**Problem requirements**: With pictures omitted, transcribe exactly the lines from the one containing "of the tree" to the end of the records below.

**Stored data entries**:
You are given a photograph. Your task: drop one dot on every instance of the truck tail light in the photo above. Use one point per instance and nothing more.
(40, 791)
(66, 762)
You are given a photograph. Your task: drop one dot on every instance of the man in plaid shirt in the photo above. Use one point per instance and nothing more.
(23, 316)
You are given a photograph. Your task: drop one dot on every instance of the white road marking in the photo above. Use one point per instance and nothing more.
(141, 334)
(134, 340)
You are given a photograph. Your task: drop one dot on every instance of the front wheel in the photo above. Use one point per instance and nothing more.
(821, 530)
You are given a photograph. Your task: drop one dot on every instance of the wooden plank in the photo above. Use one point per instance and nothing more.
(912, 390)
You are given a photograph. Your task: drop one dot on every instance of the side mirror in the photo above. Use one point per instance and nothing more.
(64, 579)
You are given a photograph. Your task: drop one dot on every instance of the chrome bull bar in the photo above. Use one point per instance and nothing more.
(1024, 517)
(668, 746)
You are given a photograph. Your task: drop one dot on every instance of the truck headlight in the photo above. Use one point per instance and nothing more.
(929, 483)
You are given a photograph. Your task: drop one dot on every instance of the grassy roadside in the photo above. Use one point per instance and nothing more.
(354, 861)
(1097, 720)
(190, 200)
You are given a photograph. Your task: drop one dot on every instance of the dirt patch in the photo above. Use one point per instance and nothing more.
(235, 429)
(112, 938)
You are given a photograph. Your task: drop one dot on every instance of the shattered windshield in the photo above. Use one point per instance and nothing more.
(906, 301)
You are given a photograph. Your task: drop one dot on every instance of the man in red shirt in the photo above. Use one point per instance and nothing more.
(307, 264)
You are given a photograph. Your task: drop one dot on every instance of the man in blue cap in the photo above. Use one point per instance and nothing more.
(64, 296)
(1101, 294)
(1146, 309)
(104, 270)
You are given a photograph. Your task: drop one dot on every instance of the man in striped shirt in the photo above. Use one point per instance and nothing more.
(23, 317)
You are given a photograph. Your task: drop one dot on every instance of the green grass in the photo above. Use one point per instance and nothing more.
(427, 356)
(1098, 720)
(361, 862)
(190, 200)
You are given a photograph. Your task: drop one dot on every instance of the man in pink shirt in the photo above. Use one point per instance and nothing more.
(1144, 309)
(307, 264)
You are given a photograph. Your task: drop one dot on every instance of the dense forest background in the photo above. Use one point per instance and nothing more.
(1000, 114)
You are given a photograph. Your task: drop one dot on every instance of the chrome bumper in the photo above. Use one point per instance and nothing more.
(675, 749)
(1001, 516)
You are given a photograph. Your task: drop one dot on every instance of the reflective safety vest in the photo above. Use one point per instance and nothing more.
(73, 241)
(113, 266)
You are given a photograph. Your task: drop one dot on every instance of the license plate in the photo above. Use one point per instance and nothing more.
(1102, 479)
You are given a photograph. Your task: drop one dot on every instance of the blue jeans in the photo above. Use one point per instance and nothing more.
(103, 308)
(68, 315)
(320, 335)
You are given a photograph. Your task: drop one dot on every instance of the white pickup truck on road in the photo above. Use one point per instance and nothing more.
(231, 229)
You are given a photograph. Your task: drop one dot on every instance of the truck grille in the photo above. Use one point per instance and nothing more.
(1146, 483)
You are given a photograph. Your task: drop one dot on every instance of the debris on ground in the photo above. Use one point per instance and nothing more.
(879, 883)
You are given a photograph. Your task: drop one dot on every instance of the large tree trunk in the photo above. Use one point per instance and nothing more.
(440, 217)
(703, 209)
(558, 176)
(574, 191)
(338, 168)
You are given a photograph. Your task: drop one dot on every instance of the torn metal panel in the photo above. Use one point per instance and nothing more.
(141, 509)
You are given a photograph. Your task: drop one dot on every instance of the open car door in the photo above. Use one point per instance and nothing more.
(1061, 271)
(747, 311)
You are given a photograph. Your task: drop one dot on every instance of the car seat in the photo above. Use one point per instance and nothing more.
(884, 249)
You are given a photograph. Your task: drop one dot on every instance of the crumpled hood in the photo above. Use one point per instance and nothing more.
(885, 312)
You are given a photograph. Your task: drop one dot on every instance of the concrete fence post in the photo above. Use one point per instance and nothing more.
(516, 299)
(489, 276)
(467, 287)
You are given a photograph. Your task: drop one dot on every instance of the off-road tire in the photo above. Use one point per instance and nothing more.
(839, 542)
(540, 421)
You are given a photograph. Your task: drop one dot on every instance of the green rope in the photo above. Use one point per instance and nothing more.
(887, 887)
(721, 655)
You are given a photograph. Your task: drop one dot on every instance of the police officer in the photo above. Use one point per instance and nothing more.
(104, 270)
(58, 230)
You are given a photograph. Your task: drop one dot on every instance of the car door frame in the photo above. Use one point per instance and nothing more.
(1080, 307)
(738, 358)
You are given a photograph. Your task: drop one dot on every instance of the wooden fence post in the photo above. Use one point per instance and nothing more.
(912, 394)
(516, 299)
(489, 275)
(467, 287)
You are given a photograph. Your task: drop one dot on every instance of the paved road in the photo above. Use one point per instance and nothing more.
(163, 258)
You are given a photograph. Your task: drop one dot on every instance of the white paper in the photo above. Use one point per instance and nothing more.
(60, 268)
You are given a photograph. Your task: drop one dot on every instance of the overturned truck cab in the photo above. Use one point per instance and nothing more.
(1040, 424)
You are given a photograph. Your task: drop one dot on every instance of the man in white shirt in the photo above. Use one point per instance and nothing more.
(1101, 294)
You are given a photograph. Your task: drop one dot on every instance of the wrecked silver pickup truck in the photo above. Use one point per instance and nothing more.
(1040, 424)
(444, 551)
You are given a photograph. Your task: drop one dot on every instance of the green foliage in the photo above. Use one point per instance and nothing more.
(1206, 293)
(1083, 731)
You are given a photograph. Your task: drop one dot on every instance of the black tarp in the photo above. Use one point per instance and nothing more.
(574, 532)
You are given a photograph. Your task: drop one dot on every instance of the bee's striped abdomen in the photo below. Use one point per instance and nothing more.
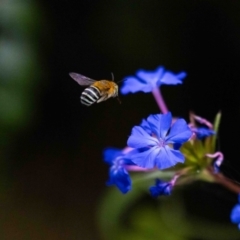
(90, 95)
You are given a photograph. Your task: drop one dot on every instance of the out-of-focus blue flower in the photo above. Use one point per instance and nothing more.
(146, 81)
(235, 214)
(161, 188)
(118, 175)
(155, 140)
(203, 132)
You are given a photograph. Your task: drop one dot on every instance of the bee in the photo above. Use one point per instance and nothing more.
(98, 90)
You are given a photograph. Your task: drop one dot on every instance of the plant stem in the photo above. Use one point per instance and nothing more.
(159, 99)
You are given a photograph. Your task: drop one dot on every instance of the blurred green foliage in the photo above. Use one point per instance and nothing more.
(19, 65)
(137, 216)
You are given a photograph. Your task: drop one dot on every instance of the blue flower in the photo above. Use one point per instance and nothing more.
(203, 132)
(146, 81)
(155, 140)
(118, 174)
(161, 188)
(235, 214)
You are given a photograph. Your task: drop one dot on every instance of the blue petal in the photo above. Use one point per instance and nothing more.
(147, 158)
(160, 124)
(145, 125)
(173, 79)
(121, 179)
(109, 154)
(160, 188)
(151, 77)
(133, 84)
(179, 133)
(168, 157)
(140, 138)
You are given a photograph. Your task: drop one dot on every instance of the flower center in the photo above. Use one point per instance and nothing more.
(161, 142)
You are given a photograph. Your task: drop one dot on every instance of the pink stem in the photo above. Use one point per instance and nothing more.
(159, 99)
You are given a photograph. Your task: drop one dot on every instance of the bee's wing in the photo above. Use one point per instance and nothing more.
(81, 80)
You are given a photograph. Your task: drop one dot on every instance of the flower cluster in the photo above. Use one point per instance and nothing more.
(176, 151)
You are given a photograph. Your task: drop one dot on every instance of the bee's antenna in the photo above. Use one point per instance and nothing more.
(112, 76)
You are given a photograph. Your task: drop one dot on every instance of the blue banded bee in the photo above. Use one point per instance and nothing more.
(97, 91)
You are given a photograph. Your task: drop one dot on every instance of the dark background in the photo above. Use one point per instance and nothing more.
(53, 175)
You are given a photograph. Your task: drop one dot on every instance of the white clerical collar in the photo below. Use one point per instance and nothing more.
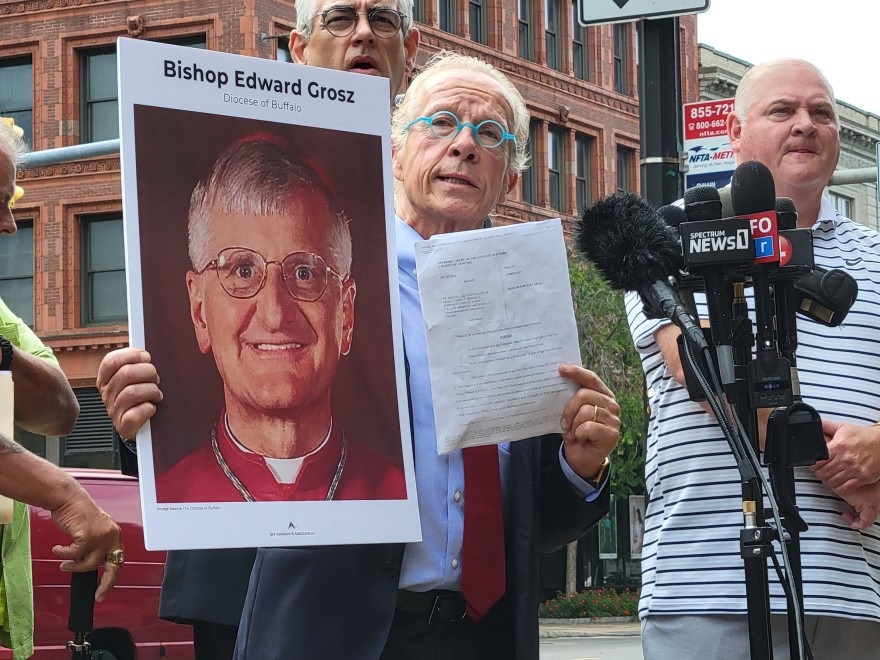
(285, 470)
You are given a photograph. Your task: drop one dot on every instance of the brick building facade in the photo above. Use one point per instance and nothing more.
(58, 79)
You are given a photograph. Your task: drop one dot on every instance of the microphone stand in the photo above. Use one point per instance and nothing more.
(794, 438)
(755, 541)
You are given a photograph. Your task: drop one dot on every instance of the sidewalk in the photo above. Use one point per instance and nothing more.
(611, 627)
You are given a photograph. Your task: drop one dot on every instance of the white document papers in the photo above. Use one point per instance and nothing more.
(499, 320)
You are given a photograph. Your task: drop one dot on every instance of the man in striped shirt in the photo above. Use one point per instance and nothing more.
(693, 602)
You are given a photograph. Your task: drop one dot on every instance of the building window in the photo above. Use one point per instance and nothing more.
(446, 15)
(100, 98)
(529, 175)
(103, 270)
(282, 49)
(843, 204)
(17, 271)
(526, 45)
(552, 32)
(91, 443)
(555, 166)
(624, 169)
(621, 52)
(579, 53)
(17, 93)
(477, 20)
(583, 172)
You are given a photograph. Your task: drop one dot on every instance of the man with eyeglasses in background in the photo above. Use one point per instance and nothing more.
(331, 34)
(206, 588)
(276, 335)
(459, 139)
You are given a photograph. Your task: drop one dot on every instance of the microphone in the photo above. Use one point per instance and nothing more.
(709, 241)
(634, 250)
(753, 194)
(702, 205)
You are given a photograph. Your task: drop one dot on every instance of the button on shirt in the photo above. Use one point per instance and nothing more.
(434, 562)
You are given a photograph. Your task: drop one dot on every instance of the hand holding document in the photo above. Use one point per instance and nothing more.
(499, 320)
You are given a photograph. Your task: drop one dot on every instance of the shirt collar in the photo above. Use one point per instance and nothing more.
(828, 214)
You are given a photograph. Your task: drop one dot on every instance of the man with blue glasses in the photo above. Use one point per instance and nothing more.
(459, 139)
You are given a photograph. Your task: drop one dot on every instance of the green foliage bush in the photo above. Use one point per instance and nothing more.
(591, 603)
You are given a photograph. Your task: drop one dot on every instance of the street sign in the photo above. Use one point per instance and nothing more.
(591, 12)
(709, 158)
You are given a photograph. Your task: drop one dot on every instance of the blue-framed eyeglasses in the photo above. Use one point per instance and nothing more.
(446, 125)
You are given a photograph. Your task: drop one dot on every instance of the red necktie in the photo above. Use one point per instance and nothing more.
(482, 551)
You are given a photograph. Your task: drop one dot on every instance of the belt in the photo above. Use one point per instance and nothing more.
(435, 606)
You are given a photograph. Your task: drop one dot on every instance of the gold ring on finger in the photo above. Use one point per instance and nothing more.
(117, 557)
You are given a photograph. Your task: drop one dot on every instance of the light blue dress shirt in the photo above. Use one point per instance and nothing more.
(435, 562)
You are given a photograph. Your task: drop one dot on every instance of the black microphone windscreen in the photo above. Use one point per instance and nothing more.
(627, 242)
(702, 203)
(672, 215)
(786, 213)
(752, 189)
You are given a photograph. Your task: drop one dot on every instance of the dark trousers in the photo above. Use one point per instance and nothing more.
(213, 641)
(412, 636)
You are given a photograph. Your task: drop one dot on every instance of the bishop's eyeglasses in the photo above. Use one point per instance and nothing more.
(242, 273)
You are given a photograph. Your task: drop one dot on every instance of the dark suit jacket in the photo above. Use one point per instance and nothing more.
(336, 603)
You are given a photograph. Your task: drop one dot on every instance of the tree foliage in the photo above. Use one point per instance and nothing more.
(607, 349)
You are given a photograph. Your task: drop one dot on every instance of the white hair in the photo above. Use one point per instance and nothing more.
(411, 106)
(745, 93)
(259, 176)
(306, 10)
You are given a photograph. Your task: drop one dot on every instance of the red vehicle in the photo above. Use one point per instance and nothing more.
(126, 624)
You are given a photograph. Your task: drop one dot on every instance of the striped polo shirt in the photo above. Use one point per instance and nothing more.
(690, 558)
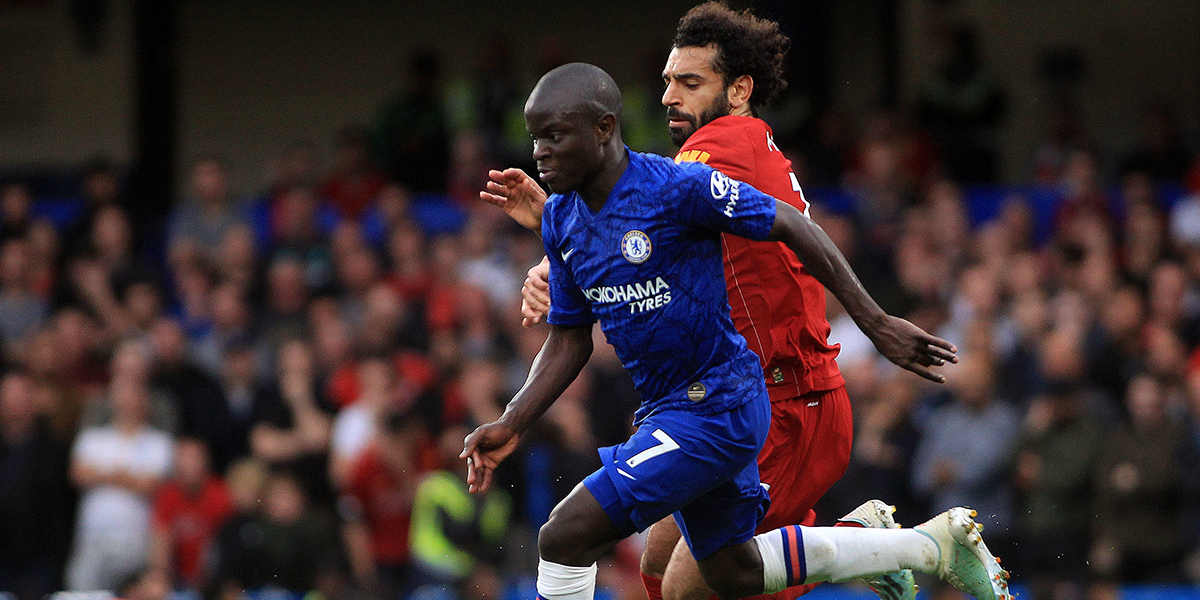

**The answer**:
You are given a photograph. Your task: drop one dot on every instance of the tree foliage in the photo above. Use one point per instance and nothing more.
(607, 349)
You are given a photograph. Your task: drop one dot on every instance of the white hair in the photo above. Use one point per instance and nothing more.
(411, 106)
(745, 93)
(259, 176)
(306, 10)
You are given a photograph. Your task: drop one dot on every instance of the red vehicle in the photo above. Use one point per instance and nothing more.
(126, 624)
You are given a photograph. Your task: drop one dot on every instance of the striped polo shirt in the photo above. Use one point per instance and nothing more.
(690, 558)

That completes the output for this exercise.